- **Stated exercise A**: Name every role the article on AI image generators and digital accessibility assigns to its readers when it asks how they can use this technology to provide fully inclusive experiences.
- **Stated exercise B**: Write the next part of the article on AI image generators and digital accessibility, picking up after its final sentence.

- **Document section**:
....................

How AI Image Generators can Help Enhance Digital Accessibility

As a certified professional in digital accessibility, I have dedicated my career to making digital spaces inclusive and accessible for everyone. The rapid advancements in artificial intelligence (AI) technology, particularly in AI image generation and description, offer transformative opportunities for enhancing digital accessibility. Let's explore how.

The Power of AI Image Generators

AI image generators, utilizing advanced algorithms and extensive datasets, have the potential to transform digital accessibility, particularly for individuals with visual impairments. I spoke about the risk of using AI generated images without alt text and clearly describing their intention in a previous article, but what about the opposite side of that conversation? How can we leverage the technology of AI image generators and all their capabilities as content creators, writers, designers, and developers to be able to provide fully inclusive experiences?

Improved Alt Text Generation

Current Standards: WCAG 2.2 AA guidelines emphasize the importance of providing text alternatives for non-text content. Some (not all) AI image generators can automatically create detailed and accurate alt text for images, ensuring that visually impaired users can understand the content of the image through screen readers. With tools like Midjourney's describe command, you can take your image and ask it for a detailed description.‍

Example: When an AI generator analyzes an image of a bustling city street, it might produce alt text such as "A busy street in a city with pedestrians walking, cars driving, and tall buildings on either side." This level of detail provides a richer understanding for the user.

Beyond the AI: It is important that you read the descriptions generated by the AI and add in your appropriate context. When it comes to digital accessibility, context is everything, and the AI tools are not integrated into a platform or layout to decipher an image's intended purpose (yet).

....................

- **Stored data**:

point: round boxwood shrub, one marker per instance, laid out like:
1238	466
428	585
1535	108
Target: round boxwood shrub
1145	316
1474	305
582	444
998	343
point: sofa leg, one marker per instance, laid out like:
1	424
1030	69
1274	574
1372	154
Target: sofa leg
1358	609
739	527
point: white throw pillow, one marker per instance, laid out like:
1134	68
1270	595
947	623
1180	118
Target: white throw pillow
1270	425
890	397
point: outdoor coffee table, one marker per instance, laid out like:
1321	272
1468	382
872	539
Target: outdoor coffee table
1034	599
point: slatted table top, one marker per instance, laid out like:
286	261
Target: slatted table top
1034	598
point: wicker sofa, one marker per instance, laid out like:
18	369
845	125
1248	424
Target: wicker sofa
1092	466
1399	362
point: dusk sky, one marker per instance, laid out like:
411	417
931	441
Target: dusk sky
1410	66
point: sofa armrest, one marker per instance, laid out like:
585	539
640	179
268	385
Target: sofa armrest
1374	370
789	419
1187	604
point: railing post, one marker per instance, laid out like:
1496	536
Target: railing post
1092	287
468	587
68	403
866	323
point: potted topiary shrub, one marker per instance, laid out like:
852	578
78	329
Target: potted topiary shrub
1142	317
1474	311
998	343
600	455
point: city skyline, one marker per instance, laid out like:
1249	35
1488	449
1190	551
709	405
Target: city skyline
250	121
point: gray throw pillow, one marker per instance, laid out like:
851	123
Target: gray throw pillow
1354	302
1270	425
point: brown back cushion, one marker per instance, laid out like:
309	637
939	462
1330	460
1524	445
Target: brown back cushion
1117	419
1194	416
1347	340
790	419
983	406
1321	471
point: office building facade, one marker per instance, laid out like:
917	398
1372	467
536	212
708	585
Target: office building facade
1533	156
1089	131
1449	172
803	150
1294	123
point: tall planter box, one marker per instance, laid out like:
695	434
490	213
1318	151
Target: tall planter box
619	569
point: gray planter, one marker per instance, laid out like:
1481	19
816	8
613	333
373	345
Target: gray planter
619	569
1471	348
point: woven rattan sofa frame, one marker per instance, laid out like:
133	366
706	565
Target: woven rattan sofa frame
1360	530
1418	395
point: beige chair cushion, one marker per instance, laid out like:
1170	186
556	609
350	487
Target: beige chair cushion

....................

- **Written reply A**: Content creators, writers, designers, and developers.

- **Written reply B**:
Enhanced Image Descriptions

Current Standards: WCAG 2.2 AA includes criteria for providing additional descriptions for complex images. AI can generate long descriptions for images that convey more intricate details than standard alt text.

Example: For a scientific diagram, an AI generator could produce a comprehensive description that includes each element of the diagram and its significance, making the content accessible to users who cannot see the image.

Beyond the AI: As mentioned in the previous section about alt text generation, the most important thing you can do is not to fully rely on the output of the AI to understand the context of your information. While AI can do a good job at reading what is in front of it, it may not correlate what the main point of the chart is trying to convey, just a more general "overall" explanation. It is important that you not only fact check, but add the intended value of the visual to accompany the description.

In both of these use cases, the AI is there as a guiding post to help you get started and generate the basics first, after that it's up to you to provide the important contextual value.

Real-Time Image Recognition and Descriptions

Current Standards: While not explicitly covered in WCAG 2.2 AA, real-time image recognition and description align with the principle of providing equivalent access to information.

Example: Tools like "Be My AI" use real-time image recognition to describe scenes and objects through a smartphone camera. This allows users to receive immediate feedback about their surroundings, significantly enhancing their ability to navigate and interact with the world.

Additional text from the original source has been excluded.